— What you are asked to do —
Find the lines in the entries that follow where the word "path" occurs, and state how many there are, with no other words.

— Data section —
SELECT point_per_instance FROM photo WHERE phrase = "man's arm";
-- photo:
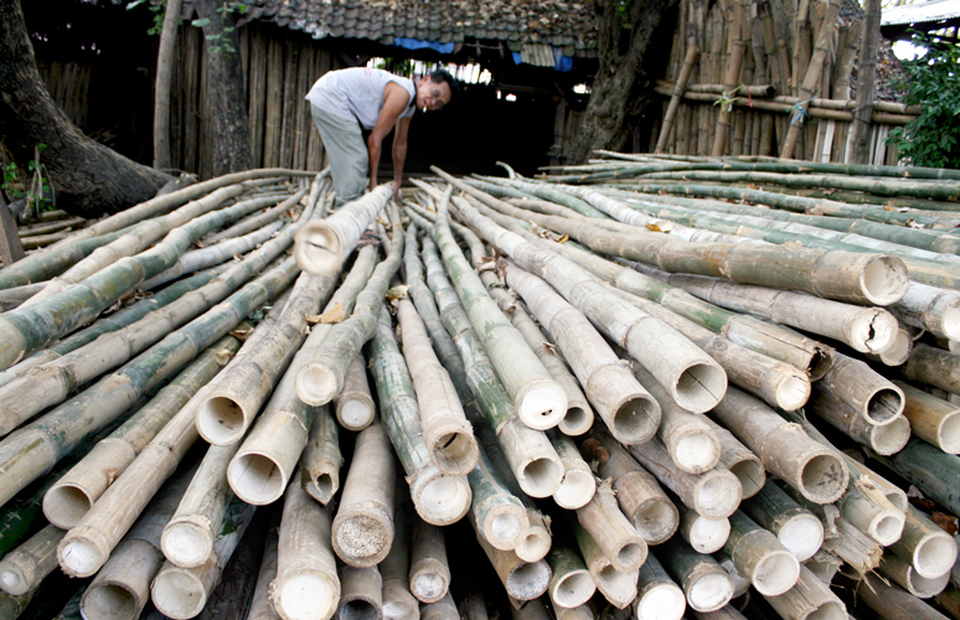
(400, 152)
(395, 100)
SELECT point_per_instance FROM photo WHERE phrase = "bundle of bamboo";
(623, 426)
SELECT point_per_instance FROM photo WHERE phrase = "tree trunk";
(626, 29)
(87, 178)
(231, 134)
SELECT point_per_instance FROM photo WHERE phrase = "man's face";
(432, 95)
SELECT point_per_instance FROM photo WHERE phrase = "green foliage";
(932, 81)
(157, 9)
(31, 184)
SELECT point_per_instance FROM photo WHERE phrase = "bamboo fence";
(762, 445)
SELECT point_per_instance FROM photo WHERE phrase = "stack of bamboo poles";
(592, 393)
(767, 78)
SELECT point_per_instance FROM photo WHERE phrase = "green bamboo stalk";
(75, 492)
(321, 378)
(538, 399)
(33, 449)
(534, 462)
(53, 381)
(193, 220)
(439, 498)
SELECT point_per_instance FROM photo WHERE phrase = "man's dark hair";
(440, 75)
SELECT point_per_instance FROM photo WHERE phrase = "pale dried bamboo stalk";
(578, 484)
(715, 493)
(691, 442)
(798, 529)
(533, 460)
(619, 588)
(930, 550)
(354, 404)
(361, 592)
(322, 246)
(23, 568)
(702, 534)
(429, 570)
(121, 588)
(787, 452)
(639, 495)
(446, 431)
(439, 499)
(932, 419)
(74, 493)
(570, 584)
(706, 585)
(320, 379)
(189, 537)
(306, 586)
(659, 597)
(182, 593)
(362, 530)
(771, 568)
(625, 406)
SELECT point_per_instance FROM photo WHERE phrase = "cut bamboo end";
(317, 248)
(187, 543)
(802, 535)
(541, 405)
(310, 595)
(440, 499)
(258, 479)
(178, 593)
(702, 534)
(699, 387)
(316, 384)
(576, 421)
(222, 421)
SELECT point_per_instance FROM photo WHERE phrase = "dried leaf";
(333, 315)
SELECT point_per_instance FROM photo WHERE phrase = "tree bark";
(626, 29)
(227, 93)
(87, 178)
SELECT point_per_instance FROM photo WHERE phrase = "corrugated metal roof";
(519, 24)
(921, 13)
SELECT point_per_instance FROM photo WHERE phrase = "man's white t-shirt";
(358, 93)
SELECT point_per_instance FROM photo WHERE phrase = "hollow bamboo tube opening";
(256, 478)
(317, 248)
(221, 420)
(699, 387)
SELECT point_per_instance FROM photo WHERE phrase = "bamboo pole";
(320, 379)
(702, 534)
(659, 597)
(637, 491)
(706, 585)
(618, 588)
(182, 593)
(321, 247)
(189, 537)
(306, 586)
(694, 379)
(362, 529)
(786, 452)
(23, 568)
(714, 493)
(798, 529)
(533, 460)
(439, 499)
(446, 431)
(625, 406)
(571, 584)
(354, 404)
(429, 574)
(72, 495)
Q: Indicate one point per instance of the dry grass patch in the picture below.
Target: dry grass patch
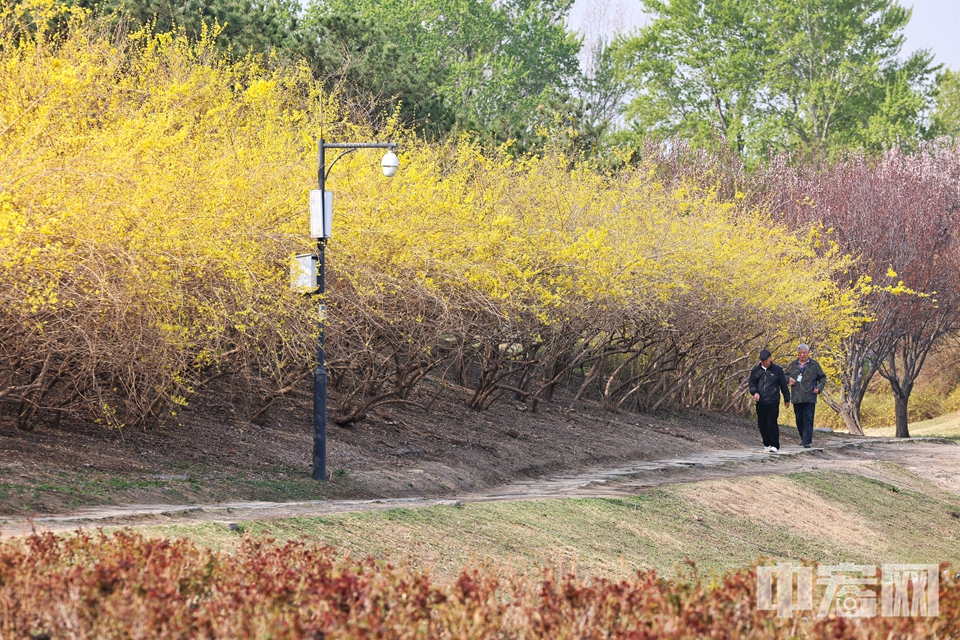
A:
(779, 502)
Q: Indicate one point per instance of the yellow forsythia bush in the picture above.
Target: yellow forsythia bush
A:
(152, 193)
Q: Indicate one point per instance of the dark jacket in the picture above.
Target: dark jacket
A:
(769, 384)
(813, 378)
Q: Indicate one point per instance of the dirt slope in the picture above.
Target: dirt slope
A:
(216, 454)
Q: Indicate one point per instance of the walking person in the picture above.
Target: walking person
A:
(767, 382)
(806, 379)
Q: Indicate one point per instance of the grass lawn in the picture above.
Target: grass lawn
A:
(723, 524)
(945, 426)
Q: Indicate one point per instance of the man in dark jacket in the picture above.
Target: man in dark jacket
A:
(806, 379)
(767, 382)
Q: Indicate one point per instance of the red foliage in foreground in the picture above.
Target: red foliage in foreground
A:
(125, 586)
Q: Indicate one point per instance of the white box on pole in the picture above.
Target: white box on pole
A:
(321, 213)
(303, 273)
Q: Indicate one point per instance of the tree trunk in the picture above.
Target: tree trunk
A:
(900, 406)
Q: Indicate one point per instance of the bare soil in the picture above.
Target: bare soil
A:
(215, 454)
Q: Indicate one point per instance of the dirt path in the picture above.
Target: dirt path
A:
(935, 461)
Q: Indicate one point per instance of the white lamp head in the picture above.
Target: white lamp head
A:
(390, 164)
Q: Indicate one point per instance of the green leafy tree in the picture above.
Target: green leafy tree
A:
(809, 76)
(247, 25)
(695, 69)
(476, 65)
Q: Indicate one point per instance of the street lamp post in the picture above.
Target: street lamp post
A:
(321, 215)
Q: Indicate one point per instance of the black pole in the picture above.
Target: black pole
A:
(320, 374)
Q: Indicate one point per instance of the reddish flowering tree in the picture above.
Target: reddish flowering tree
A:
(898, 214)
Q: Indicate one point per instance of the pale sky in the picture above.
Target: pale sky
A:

— Finished task —
2